WRITTEN REQUEST 1:
Format the lines of the rows below as a Markdown table with the columns No. and Line, starting with the line with "rear wheel -> outlines, every instance" and going on through the line with "149), (411, 155)]". Leave out blank lines.

TEXT:
# Oven Vent - How do you open it?



## ChrisandJohn (Feb 3, 2008)

We bought our Hymer C544K a few months ago but have only recently attempted to use the oven. The manual says to open the oven vent. We found what looked like it could be a cover for the oven vent on the back of the van but we didn't have a key to open it. When we bought the van the dealer gave us one key for all the habitation locks and this doesn't fit the vent.

Having spoken to the dealer about this we were told that you don't need a key, the cover can just be prised off. John has tried with a variety of tools and is unable to open the cover. Does anyone know how to open the vent?


Chris


----------



## Glandwr (Jun 12, 2006)

If all else fails Chris you can get an electric drill and carefully drill through the centre of the lock. You can replace it later. As I say though if all else fails.

Dick


----------



## ched999uk (Jan 31, 2011)

That doesn't look like a vent it looks very much like an external gas point!!!!! 

DONT DRILL TILL YOU ARE SURE!!!!!


----------



## aldra (Jul 2, 2009)

I agree, never seen a locked vent and not at that level

Is the Dealer close, I'd get him to sort it

Aldra


----------



## rogerblack (May 1, 2005)

"Having spoken to the dealer about this we were told that you don't need a key, the cover can just be prised off."

Would it be untoward of me to suggest that, since the cover in the picture clearly has a lock and keyhole, the dealer is talking balderdash?
:roll:


----------



## JeanLuc (Jan 13, 2007)

That is a Reich external gas point for a barbecue (or similar). You should have been given a separate key for it.

Reich Gas Point


----------



## inkey-2008 (May 24, 2008)

Looks like a water point that plumps into the vans water system was looking at one on a caravan a little while ago. 
Not an oven vent.
Andy


----------



## erneboy (Feb 8, 2007)

What ever is in the box you can most probably get the lid off by tapping the hinge pin out with a slim punch. It looks the same as mine and I had the lid off mine for paint matching purposes.

Once you have the lid off replacing the entire lock is very simple. You can buy one complete in pretty much any caravan shop for a few pounds. Don't waste time trying to have a key made or replace the barrel, it's more hassle than it's worth and would cost more that just replacing it completely which is a five minute DIY job..

All that assumes that your dealer won't do it for you.

I doubt very much that there is a vent in there, that cover is more like one for a BBQ point or an external shower.

Alan.


----------



## ChrisandJohn (Feb 3, 2008)

Well, thank you all very much for the extremely interesting replies. Having looked at JeanLuc's link and checked the position we agree it probably is a gas point. 

In that case there is no urgency at the moment but we are still left wondering how the oven is vented. We've looked inside the oven and found a possible vent at the back, but there is no apparent way of closing it so we're not sure why the manual said to open it.

Oh well, back to the manual to check the actual wording.

SUPPLIED RECORDS:
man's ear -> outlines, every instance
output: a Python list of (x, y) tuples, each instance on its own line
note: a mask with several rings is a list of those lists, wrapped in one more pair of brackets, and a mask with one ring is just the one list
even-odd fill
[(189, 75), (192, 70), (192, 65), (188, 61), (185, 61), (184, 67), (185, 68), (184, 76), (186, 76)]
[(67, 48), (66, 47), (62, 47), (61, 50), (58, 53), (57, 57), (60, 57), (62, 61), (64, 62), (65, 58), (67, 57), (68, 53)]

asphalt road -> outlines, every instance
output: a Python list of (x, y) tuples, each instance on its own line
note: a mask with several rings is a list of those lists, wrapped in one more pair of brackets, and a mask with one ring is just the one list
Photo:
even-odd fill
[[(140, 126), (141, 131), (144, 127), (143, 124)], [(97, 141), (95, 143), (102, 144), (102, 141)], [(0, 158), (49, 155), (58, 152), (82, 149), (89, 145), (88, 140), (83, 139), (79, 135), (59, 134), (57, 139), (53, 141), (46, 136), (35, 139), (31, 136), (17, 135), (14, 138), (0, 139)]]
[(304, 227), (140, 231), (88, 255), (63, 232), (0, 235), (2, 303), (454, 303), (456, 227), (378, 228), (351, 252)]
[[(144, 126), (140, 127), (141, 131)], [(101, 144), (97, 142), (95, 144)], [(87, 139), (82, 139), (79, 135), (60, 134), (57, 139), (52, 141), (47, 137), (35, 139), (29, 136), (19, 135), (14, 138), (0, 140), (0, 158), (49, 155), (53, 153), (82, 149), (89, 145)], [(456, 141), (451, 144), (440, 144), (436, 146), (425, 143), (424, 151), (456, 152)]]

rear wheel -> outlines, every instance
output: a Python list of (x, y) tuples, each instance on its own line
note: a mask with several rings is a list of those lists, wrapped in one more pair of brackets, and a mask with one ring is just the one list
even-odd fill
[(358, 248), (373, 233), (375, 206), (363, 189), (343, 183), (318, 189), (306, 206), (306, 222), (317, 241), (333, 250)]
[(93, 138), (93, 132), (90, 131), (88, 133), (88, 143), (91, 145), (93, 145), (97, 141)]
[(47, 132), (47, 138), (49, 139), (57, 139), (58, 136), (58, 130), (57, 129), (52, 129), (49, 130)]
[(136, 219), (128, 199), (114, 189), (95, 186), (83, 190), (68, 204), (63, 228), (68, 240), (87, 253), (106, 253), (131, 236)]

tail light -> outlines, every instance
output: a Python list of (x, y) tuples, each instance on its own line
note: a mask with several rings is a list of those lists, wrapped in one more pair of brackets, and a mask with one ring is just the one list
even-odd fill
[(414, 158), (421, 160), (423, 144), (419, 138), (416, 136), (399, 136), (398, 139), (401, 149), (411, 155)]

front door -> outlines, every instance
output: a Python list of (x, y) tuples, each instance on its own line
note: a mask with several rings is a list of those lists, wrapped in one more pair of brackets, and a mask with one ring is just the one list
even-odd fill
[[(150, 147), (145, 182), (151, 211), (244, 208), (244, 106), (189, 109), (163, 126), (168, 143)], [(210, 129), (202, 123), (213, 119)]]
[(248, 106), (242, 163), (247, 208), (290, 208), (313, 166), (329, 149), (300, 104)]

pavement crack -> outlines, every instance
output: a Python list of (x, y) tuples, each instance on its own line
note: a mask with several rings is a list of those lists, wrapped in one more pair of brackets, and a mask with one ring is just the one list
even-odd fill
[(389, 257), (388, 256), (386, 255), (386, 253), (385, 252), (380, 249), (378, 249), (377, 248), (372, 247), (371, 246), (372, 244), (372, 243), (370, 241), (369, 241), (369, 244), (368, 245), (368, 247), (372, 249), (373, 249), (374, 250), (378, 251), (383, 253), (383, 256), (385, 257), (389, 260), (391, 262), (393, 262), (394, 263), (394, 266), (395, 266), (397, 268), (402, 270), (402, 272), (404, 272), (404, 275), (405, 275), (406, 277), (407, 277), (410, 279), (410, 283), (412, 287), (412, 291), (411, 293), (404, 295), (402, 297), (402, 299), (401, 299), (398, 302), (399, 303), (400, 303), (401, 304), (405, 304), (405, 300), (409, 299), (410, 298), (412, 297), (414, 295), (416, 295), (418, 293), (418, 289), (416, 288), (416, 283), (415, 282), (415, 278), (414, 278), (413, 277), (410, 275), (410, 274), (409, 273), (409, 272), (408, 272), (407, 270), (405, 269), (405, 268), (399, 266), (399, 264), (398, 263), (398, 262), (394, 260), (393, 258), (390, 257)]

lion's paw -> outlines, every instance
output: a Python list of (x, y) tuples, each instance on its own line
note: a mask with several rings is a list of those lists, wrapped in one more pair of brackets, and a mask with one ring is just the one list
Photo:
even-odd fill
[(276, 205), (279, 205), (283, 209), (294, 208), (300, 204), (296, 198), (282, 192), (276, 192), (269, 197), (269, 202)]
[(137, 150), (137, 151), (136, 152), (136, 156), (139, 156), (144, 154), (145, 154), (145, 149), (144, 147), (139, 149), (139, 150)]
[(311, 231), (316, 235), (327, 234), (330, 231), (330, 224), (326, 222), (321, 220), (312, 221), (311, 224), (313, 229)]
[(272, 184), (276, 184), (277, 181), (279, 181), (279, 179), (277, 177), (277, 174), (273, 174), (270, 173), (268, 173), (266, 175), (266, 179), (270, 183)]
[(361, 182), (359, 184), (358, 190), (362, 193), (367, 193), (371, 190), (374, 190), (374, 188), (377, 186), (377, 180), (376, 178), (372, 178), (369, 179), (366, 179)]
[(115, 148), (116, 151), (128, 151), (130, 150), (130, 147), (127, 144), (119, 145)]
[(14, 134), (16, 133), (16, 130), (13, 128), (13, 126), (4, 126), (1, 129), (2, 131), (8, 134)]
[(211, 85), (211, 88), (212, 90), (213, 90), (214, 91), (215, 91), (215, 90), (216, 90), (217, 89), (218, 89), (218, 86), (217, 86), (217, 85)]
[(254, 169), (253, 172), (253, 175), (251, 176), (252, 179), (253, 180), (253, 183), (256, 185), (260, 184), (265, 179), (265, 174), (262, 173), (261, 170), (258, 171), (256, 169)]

WRITTEN REQUEST 2:
From the oven vent thread above, extract the passage starting with "We bought our" and going on through "(Jun 12, 2006)".

TASK RESULT 1:
| No. | Line |
|---|---|
| 1 | rear wheel -> outlines, every instance |
| 2 | output: a Python list of (x, y) tuples, each instance on its own line |
| 3 | note: a mask with several rings is a list of those lists, wrapped in one more pair of brackets, and a mask with one ring is just the one list |
| 4 | even-odd fill |
| 5 | [(358, 248), (373, 233), (375, 206), (363, 189), (343, 183), (318, 189), (306, 206), (306, 222), (317, 241), (333, 250)] |
| 6 | [(93, 138), (93, 132), (90, 131), (88, 133), (88, 143), (91, 145), (93, 145), (97, 141)] |
| 7 | [(47, 132), (47, 138), (49, 139), (57, 139), (58, 136), (58, 130), (57, 129), (52, 129), (49, 130)] |
| 8 | [(136, 219), (128, 199), (114, 189), (95, 186), (83, 190), (68, 204), (63, 228), (68, 240), (87, 253), (106, 253), (131, 236)] |
| 9 | tail light -> outlines, every instance |
| 10 | output: a Python list of (x, y) tuples, each instance on its own line |
| 11 | note: a mask with several rings is a list of those lists, wrapped in one more pair of brackets, and a mask with one ring is just the one list |
| 12 | even-odd fill |
| 13 | [(414, 158), (421, 160), (423, 144), (419, 138), (416, 136), (399, 136), (398, 139), (401, 149), (411, 155)] |

TASK RESULT 2:
We bought our Hymer C544K a few months ago but have only recently attempted to use the oven. The manual says to open the oven vent. We found what looked like it could be a cover for the oven vent on the back of the van but we didn't have a key to open it. When we bought the van the dealer gave us one key for all the habitation locks and this doesn't fit the vent.

Having spoken to the dealer about this we were told that you don't need a key, the cover can just be prised off. John has tried with a variety of tools and is unable to open the cover. Does anyone know how to open the vent?


Chris


----------



## Glandwr (Jun 12, 2006)